■ **Problem to solve**: Swap "thickest part" for "widest part" in the lines below, starting at the line with "of the wall" and continuing through the final line, both ends included. Return only those lines, with everything else left unchanged.

(Point-based annotation data)
────────────────────

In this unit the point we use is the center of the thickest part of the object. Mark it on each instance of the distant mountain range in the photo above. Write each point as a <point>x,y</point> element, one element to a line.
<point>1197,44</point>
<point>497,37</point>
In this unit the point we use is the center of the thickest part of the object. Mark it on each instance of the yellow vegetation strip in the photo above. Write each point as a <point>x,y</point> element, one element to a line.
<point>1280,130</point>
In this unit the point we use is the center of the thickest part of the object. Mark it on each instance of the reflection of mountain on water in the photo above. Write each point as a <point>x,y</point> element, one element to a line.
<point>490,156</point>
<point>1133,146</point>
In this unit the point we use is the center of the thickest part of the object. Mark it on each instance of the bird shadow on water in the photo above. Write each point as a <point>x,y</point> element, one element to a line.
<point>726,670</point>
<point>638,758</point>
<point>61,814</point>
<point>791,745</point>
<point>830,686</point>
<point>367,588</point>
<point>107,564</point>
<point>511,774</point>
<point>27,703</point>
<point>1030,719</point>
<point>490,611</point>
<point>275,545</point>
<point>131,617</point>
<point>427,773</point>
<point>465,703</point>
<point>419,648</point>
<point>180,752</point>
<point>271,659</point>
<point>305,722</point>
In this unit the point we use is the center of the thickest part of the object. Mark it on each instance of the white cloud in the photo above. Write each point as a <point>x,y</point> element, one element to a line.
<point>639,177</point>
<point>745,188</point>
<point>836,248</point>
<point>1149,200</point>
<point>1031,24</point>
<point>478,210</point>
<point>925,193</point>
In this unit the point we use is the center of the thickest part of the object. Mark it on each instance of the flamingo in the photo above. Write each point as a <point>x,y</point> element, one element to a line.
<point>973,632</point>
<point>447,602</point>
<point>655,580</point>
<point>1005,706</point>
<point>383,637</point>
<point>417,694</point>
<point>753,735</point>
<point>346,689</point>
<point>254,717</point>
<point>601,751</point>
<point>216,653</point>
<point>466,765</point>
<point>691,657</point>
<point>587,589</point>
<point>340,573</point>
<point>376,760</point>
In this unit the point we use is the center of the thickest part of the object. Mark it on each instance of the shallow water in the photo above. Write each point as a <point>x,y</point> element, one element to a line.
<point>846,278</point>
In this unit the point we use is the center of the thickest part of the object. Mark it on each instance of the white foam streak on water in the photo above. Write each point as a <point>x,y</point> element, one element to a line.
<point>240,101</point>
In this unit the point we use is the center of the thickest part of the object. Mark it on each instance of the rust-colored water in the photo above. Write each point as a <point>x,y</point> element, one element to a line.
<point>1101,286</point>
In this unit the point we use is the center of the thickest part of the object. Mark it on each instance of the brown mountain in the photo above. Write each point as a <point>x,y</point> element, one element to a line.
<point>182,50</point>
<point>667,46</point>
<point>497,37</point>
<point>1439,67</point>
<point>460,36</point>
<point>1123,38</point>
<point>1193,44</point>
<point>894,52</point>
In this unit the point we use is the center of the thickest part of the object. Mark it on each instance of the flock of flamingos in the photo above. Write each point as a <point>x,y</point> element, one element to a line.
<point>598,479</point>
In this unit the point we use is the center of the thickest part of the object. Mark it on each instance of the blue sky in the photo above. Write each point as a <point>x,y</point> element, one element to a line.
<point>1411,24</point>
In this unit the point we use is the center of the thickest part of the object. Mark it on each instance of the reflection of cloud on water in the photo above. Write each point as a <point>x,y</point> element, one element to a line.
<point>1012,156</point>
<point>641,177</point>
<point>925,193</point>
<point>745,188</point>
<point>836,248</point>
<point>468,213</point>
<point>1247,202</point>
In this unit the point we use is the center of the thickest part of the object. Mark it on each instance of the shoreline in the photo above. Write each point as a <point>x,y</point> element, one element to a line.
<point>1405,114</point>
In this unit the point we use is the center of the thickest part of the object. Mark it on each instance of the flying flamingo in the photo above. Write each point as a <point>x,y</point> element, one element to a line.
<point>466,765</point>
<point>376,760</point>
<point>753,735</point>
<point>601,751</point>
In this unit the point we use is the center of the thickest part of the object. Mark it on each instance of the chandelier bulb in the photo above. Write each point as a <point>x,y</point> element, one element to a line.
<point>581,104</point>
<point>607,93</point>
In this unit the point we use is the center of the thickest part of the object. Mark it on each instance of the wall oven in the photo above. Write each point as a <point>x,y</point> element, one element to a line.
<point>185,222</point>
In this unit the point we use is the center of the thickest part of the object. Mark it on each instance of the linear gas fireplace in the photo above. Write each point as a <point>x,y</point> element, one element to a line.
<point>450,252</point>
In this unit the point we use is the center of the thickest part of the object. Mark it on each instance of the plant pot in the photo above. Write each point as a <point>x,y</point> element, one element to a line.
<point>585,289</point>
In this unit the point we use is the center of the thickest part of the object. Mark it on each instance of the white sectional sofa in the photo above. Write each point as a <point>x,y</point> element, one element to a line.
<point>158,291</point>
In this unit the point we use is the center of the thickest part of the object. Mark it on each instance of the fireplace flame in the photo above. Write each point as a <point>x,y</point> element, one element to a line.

────────────────────

■ **Result of this task**:
In this unit the point we use is the center of the widest part of the object. Mark it on each instance of the wall oven in the photo above. Write each point as a <point>x,y</point> element, one element to a line.
<point>185,222</point>
In this unit the point we use is the center of the widest part of the object. Mark it on each instance of the linear gas fireplace in the photo above. Write each point as a <point>x,y</point> element, one element to a line.
<point>450,252</point>
In this unit the point we use is the center of the widest part of the object. Mark it on each instance of the plant pot in the photo above. Write each point as a <point>x,y</point> element, one element to a line.
<point>585,289</point>
In this unit the point we use is the center of the widest part of the object. Mark it on each instance of the white sectional sofa in the photo above. Write each point as a <point>x,y</point> element, one element to a line.
<point>158,291</point>
In this unit the point we use is the center of the widest part of the object. Mark it on each instance of the fireplace flame in the photo above. Write each point as a <point>x,y</point> element, one element to a line.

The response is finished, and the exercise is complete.